**GOAL OF THE EXERCISE:** Output the listing below verbatim, from its first line up to and including the line with "x=161, y=536".

**RECORD LIST:**
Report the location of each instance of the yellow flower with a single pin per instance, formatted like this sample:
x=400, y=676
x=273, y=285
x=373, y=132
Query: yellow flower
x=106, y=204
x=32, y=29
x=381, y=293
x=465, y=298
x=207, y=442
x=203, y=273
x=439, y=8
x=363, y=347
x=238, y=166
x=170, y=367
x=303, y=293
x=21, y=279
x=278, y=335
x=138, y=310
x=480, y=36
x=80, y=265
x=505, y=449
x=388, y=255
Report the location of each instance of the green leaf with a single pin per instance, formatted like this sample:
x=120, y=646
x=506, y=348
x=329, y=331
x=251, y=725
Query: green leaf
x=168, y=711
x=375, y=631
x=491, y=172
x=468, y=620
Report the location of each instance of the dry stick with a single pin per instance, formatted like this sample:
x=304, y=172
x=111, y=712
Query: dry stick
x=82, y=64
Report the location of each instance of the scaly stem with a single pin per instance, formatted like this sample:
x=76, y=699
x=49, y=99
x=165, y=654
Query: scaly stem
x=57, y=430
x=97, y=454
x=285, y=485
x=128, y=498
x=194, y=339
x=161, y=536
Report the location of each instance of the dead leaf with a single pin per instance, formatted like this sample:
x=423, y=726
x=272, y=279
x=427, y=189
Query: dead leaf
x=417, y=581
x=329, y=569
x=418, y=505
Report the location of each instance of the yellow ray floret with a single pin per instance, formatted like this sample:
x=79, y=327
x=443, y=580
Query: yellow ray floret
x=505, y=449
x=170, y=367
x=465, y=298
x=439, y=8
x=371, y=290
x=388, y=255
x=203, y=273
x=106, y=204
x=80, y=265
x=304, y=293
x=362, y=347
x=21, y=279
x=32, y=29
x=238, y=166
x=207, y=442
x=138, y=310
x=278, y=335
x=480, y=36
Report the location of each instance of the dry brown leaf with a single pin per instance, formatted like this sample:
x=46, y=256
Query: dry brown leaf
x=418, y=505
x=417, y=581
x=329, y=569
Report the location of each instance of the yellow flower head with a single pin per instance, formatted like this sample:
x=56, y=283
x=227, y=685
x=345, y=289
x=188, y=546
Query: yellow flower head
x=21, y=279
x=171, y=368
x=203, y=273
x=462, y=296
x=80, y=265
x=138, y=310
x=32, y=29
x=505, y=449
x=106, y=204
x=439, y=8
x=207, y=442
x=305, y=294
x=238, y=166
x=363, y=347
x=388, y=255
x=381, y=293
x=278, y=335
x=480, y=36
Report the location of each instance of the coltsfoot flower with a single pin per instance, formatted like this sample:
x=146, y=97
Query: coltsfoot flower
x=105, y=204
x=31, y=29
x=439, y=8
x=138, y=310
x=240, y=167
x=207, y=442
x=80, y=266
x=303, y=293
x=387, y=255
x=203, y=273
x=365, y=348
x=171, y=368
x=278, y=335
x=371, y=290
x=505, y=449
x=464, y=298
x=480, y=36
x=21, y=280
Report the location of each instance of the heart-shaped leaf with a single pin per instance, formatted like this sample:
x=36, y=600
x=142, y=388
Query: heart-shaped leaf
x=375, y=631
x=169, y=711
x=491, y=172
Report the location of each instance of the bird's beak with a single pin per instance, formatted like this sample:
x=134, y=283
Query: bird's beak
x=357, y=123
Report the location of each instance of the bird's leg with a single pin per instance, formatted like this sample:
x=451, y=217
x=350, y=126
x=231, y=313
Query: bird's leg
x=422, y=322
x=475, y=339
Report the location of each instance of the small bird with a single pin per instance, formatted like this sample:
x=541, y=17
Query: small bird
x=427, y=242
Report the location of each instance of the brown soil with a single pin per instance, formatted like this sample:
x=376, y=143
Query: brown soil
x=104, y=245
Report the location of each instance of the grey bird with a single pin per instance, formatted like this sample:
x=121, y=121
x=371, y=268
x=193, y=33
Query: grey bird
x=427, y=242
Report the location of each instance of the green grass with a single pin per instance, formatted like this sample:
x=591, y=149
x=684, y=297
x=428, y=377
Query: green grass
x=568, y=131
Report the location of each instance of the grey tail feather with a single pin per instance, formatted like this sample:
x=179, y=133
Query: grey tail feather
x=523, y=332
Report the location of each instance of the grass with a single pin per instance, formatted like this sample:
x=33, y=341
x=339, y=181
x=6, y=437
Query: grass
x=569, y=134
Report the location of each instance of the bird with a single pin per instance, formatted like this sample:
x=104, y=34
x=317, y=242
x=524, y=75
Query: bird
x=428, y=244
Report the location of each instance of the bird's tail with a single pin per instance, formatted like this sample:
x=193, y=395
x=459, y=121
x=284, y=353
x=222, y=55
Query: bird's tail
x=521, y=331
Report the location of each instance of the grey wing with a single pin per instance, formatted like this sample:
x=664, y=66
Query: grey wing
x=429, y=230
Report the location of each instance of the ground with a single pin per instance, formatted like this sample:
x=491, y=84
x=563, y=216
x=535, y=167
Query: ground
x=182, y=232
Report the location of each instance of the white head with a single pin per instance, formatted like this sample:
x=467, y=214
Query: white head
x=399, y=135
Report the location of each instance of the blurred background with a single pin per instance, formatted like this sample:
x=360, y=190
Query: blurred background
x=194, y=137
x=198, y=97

**THE REPLY:**
Report the location of each instance of the yellow flower with a single pin per instance, formatted like this sample:
x=400, y=676
x=273, y=285
x=373, y=132
Query: yellow flower
x=106, y=204
x=32, y=29
x=381, y=293
x=465, y=298
x=207, y=442
x=203, y=273
x=439, y=8
x=363, y=347
x=238, y=166
x=170, y=367
x=303, y=293
x=21, y=279
x=278, y=335
x=138, y=310
x=480, y=36
x=80, y=265
x=505, y=449
x=388, y=255
Report the location of each instance of the green leaf with a single pin per instance, formatted like this sample:
x=120, y=646
x=506, y=348
x=329, y=331
x=251, y=725
Query: green leaf
x=168, y=711
x=375, y=631
x=491, y=172
x=468, y=620
Report the location of each instance of the dry stick with a single pin per instance, formatted like this sample:
x=304, y=172
x=111, y=712
Query: dry stick
x=82, y=64
Report the location of each instance of the scaly stem with a single pin per instance, formatted like this sample:
x=76, y=699
x=49, y=99
x=165, y=654
Query: scaly stem
x=57, y=430
x=97, y=454
x=285, y=485
x=128, y=498
x=194, y=339
x=161, y=536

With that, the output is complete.